Excerpt to read:
--- START ---

LoopVectorization appears to win in every scenario! If cache efficiency is optimized as you suggested, how much do you think this will improve by? This is wonder as it is already!

biona001 avatar Mar 31 '20 22:03 biona001

Thanks for the benchmarks!

Notice that gemv requires O(N^2) calculations (e.g., size(A,1) dot products of length size(A,2)). Meaning going from 1_000 x 1_000 to 10_000 x 10_000 should take 100x longer, but it's instead around 125x slower. The 100_000 x 100_000 case "should" have taken less than 6 seconds.

Memory bandwidth is a much bigger problem for gemv than it is gemm (which has the advantage of requiring O(N^3) computation but only O(N^2) memory), but a bitmatrix taking up so much less memory probably helps here.

Here's a bare-bones implementation that doesn't "pack" (copy the blocks of A into another array, so that it's closer together), and doesn't handle remainders beyond the block size of 512 x 512.

--- END ---

[Items listed in a dataset]
--- START ---

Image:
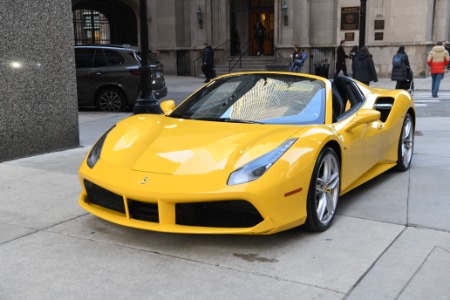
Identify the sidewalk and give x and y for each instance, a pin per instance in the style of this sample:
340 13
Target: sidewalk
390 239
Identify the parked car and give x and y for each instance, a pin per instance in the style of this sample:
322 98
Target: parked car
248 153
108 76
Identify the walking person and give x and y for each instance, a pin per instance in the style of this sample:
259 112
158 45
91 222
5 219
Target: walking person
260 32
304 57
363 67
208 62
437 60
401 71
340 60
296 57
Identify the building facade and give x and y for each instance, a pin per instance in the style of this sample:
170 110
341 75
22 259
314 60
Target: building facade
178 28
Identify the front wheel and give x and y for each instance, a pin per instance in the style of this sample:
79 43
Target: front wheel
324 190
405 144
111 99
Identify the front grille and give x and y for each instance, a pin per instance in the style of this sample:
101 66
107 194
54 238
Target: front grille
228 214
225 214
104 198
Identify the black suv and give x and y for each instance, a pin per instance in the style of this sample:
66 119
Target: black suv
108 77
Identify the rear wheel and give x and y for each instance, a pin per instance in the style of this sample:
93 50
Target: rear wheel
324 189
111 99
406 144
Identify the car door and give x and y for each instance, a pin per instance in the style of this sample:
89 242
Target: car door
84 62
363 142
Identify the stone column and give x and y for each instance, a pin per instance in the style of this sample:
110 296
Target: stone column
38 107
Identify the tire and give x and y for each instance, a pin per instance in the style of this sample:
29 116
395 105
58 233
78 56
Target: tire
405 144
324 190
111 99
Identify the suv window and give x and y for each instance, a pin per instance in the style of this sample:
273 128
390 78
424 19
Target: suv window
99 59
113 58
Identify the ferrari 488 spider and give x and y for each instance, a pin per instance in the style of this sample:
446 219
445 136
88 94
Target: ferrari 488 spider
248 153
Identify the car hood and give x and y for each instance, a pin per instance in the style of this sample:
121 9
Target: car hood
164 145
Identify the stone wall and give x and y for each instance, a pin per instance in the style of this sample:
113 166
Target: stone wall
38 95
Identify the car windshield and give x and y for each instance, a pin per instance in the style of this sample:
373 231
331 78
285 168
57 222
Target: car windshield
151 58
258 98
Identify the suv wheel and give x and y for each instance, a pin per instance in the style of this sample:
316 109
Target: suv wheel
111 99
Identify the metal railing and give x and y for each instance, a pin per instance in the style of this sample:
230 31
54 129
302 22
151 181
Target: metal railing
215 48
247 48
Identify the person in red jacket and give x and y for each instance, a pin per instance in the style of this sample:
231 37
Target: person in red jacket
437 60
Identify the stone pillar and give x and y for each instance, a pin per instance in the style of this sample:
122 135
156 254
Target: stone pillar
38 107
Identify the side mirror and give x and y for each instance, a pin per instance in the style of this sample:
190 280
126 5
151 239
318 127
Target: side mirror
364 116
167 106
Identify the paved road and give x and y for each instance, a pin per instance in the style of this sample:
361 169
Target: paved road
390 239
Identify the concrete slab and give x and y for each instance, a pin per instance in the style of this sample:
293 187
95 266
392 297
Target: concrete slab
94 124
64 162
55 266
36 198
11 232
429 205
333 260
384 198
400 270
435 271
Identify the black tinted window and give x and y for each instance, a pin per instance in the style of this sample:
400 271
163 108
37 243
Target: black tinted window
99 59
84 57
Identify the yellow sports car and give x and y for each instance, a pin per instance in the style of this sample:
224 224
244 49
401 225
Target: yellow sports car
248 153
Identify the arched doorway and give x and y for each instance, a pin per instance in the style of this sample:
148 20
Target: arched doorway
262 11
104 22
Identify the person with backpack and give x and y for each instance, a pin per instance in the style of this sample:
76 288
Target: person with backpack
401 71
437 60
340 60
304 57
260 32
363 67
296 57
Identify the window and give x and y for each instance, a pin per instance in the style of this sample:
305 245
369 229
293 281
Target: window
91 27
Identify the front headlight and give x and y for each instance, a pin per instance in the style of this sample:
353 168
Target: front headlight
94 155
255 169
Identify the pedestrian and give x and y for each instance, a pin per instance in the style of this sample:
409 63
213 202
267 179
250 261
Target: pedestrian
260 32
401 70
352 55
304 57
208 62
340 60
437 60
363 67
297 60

--- END ---
--- START ---

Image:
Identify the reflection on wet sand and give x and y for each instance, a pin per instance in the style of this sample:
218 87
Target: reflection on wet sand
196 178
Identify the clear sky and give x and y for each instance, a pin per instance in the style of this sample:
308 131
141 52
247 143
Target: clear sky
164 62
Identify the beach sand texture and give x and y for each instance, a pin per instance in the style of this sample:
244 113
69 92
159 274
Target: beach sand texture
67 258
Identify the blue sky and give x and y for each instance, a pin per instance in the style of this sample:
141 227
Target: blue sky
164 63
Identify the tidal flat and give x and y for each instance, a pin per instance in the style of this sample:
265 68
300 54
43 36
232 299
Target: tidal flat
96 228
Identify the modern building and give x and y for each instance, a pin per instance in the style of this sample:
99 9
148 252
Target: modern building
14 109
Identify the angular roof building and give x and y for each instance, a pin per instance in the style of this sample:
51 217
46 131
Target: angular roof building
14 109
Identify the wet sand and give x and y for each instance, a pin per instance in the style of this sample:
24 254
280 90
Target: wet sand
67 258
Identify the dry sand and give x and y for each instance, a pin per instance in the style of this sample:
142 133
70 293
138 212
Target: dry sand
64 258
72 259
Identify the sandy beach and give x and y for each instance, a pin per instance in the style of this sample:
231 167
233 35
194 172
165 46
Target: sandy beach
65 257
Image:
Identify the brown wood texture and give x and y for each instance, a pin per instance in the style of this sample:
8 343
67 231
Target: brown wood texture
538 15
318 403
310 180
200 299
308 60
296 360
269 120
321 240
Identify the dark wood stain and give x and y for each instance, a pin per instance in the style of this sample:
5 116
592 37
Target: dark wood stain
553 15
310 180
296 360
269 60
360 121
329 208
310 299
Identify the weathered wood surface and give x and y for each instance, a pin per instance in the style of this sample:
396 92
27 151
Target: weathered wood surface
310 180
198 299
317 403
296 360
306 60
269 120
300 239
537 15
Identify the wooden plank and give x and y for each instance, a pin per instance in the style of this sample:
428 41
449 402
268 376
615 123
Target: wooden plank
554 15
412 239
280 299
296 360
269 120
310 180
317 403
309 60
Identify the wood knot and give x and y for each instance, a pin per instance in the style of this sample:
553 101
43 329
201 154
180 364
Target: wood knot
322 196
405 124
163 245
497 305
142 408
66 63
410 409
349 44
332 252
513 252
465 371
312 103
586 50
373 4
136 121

--- END ---

Instruction 1:
In the forum discussion about gemv speed, how long should the 100_000 x 100_000 case have taken?
Instruction 2:
Write what comes next in the forum discussion about gemv speed, starting after its last sentence.

Result 1:
Less than 6 seconds.

Result 2:
using VectorizationBase: gesp, stridedpointer
function gemv_avx_512by512!(c, A, b)
    @avx for j in 1:512, i in 1:512
        c[i] += A[i, j] * b[j]
    end
end
function gemv_tile!(c, A, b)
    M, N = size(A)
    Miter = M >>> 9 # fast div(M, 512)
    Mrem = M & 511 # fast rem(M, 512)
    Niter = N >>> 9
    Nrem = N & 511
    GC.@preserve c A b for n in 0:Niter-1
        for m in 0:Miter-1
            gemv_avx_512by512!(
                gesp(stridedpointer(c), (512m,)),
                gesp(stridedpointer(A), (8m, 8n)),
                gesp(stridedpointer(b), (512n,))
            )
        end
        # TODO: handle mrem
    end
    # TODO: handle nrem
end

The reason for the specific 512 x 512 function is because the stridedpointers don't keep track of size, and they were my lazy way of implementing a non-allocating view so that I could multiply it in blocks.

If you pursue this, odds are you'll run into more missing methods or corner cases not handled correctly by existing methods. Please don't hesitate to file more issues or open PRs. I need to improve the BitArray support.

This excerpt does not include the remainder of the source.